■ WHAT THE TASK REQUIRES
May I have the lines from the one containing "of the apron" to the end of the entries, returned exactly and with nothing else?

──────── SOURCE INFORMATION ────────

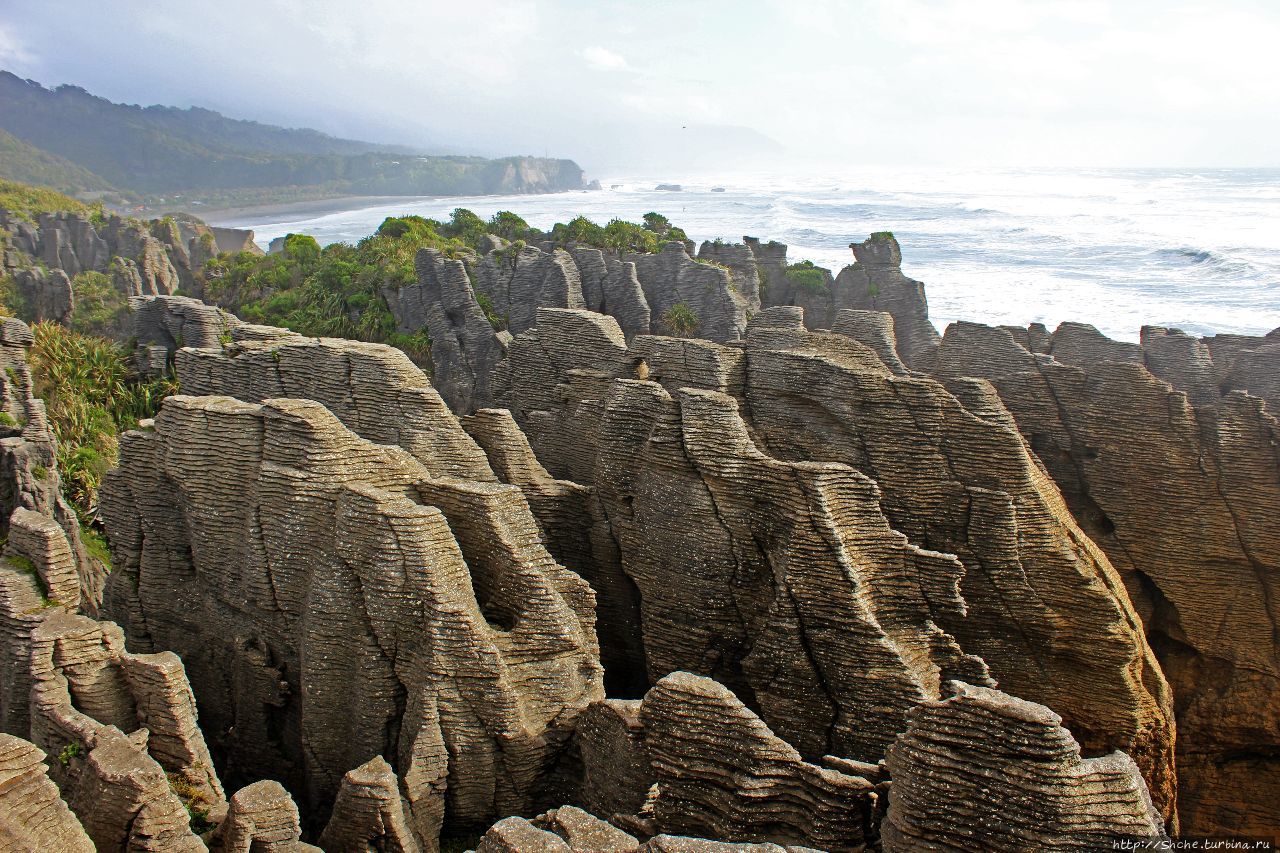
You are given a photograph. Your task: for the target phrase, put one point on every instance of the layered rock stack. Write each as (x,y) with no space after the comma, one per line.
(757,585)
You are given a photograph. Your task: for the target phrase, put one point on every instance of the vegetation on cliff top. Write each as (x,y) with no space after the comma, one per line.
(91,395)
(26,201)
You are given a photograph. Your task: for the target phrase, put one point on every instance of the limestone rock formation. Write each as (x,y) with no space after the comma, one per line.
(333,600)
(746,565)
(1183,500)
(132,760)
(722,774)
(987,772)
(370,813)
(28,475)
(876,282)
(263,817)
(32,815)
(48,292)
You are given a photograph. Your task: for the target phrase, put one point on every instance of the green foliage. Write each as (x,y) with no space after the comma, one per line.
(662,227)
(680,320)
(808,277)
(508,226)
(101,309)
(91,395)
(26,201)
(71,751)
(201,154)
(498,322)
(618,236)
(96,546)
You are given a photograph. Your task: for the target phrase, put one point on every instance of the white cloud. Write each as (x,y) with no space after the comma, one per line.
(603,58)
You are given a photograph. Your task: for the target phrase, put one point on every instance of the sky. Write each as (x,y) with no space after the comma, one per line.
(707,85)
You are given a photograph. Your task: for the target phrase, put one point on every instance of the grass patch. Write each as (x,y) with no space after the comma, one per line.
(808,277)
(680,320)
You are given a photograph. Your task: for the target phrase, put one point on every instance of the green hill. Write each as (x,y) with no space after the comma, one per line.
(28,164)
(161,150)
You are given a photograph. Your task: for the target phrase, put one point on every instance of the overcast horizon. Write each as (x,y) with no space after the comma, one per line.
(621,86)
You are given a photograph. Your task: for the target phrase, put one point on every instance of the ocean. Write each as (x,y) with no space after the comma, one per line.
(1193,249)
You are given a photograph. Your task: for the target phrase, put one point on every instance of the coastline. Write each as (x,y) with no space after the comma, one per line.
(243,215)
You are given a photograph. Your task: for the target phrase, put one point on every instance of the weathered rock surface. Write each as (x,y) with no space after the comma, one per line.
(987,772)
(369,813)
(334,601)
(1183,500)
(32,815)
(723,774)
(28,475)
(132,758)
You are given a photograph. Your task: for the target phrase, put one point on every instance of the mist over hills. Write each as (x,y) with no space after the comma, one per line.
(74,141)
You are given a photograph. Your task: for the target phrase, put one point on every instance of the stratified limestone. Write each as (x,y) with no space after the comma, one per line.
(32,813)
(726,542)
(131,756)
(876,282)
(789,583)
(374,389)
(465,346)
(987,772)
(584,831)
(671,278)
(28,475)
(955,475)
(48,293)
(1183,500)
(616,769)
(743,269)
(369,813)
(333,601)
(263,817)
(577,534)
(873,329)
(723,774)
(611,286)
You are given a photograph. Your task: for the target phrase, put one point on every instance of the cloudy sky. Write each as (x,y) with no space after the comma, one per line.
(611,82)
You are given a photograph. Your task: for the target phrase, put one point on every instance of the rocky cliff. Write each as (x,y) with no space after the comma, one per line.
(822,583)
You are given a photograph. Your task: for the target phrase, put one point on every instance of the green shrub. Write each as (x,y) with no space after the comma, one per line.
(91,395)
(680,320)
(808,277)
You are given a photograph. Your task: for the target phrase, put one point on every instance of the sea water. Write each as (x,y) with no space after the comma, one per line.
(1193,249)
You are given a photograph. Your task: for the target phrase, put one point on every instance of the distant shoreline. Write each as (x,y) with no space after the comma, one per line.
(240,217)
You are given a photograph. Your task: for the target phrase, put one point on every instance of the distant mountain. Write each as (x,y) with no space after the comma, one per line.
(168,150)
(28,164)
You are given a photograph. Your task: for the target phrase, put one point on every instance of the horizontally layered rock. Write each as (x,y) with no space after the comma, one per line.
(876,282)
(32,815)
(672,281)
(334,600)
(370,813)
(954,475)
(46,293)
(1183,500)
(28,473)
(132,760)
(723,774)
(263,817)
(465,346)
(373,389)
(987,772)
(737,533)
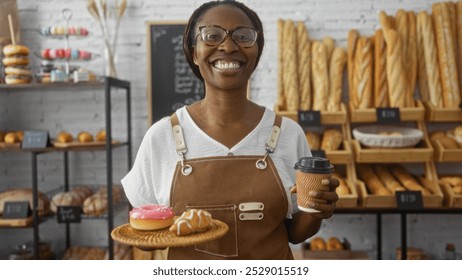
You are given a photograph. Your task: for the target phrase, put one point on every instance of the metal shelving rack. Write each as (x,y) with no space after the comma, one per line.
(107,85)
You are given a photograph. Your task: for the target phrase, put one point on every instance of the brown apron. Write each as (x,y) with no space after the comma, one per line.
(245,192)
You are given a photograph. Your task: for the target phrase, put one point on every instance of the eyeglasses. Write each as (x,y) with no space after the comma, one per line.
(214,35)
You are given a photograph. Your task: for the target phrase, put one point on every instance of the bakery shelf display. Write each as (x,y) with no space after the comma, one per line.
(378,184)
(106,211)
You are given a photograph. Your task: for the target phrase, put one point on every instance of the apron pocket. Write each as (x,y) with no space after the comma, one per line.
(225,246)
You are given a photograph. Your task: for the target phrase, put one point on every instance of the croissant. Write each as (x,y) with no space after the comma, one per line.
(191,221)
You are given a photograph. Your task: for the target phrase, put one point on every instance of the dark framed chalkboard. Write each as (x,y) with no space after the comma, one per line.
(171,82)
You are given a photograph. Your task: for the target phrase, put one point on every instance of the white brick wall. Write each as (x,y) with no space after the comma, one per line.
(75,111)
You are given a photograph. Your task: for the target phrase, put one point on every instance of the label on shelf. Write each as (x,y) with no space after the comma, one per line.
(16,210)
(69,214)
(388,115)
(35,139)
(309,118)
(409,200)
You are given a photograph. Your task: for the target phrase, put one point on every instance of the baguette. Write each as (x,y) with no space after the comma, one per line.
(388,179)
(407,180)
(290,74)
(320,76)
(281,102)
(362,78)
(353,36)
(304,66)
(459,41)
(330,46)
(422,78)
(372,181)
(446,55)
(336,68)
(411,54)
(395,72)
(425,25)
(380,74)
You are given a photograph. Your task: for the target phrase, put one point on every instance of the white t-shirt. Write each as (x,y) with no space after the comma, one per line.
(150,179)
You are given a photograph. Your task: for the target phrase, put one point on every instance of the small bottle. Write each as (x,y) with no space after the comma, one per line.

────────

■ RESPONSE FOR THIS EXERCISE
You are given a photograph. Your task: for the target phrase, put one point on every instance of the apron pocket. Write each as (x,y) with no space after the comma, one per line.
(225,246)
You are given a photograph. Your task: for the target phrase, put one point on every instance of the croissant. Write each as (x,y) with no space after the comma, one per line.
(191,221)
You are given a photograph. Your task: for the target phrase, put one point on every instance of the dark framed chalkboard. Write each as (x,y) with no space after the comma, one per line.
(171,82)
You are given a photograph. Your task: for the target phrase, put one point on every instance of the white brick wall. Write each as (x,y) with no space after the comma, one per line.
(75,111)
You are given a photograph. Your task: for the target phrase, put one point on every instance of the label on shelf. Write each as (x,y) with no space after the comma, one per line.
(16,210)
(69,214)
(388,115)
(35,139)
(309,118)
(409,200)
You are given a photograph. Your task: for the target phrase, put one point on every instance of the baguette. Write each as (x,y) with no space after the comma, one per line.
(388,179)
(407,180)
(290,74)
(320,76)
(281,102)
(362,78)
(353,36)
(304,66)
(459,41)
(330,46)
(422,78)
(372,181)
(446,55)
(336,68)
(411,54)
(395,72)
(425,25)
(380,74)
You are given a photograph. Your task: for the target phrase, put one point on every instance of the white t-shirt. Write each as (x,y) with no space after the comma, one per line.
(150,179)
You are given a photograph. Your task: for the target phrase, put one point on every instance of the small bottle. Write each as (x,y) with no space after the comma, one per line.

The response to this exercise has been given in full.